=== Instruction ===
Collect each line in the items below that contains the string "dark". Case counts, so only lines with matching capitalization qualify.

=== Data supplied ===
+++++
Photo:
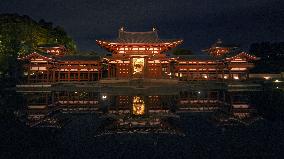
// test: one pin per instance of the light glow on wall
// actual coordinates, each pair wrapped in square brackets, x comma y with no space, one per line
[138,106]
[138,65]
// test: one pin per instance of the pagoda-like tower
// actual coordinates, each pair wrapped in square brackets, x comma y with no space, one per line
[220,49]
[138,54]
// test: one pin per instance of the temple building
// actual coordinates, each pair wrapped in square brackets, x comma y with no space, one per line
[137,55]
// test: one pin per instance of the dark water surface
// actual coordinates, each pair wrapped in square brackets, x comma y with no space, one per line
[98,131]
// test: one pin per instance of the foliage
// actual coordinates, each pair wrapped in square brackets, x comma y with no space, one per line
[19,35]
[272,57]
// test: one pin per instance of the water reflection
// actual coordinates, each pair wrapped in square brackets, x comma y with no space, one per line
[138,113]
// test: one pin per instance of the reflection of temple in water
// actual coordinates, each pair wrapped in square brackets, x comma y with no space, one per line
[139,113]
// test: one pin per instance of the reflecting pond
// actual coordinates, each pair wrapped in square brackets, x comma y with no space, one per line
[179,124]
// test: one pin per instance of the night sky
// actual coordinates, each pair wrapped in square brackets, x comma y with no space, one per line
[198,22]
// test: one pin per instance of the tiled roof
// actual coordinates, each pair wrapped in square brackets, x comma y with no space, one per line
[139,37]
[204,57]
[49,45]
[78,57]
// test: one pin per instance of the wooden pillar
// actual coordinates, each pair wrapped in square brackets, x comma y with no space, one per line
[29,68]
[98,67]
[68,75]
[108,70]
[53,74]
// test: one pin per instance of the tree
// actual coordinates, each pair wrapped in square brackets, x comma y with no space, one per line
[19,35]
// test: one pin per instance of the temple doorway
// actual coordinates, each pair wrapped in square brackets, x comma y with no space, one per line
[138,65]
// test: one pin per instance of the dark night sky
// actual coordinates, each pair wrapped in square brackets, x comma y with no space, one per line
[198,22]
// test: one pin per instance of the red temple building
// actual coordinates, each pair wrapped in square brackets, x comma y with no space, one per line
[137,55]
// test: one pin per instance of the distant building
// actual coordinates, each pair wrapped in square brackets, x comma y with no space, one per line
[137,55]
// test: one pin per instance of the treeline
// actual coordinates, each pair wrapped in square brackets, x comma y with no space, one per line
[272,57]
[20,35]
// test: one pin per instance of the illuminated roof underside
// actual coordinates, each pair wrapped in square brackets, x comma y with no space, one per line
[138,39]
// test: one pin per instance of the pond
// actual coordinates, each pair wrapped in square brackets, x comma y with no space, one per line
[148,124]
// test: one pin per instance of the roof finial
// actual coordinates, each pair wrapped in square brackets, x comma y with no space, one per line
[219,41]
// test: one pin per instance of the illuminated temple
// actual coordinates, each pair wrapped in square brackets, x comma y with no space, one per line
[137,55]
+++++
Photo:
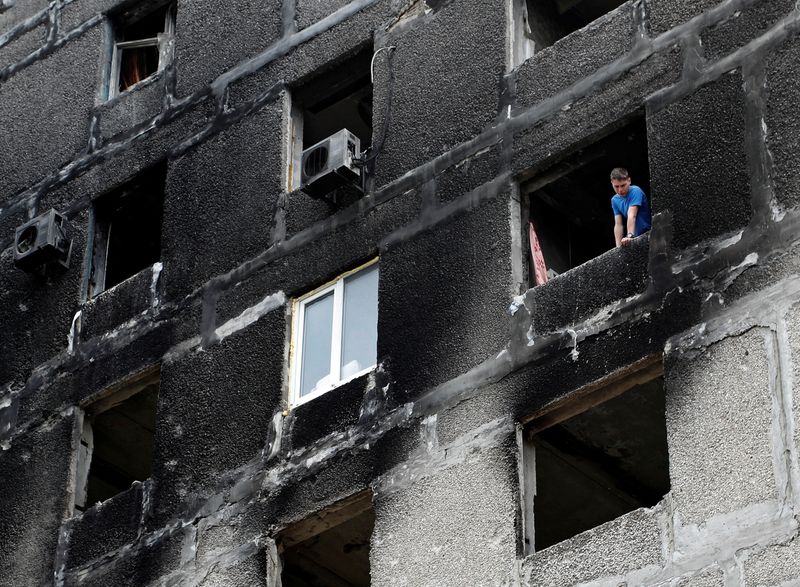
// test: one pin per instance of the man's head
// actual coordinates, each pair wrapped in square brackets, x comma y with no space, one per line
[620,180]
+++++
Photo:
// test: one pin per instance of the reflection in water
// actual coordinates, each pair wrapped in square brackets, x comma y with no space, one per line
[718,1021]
+++++
=== Answer to the problem ===
// test: one pin per instance of the dark water surface
// test: one pin per instance of the dark night sky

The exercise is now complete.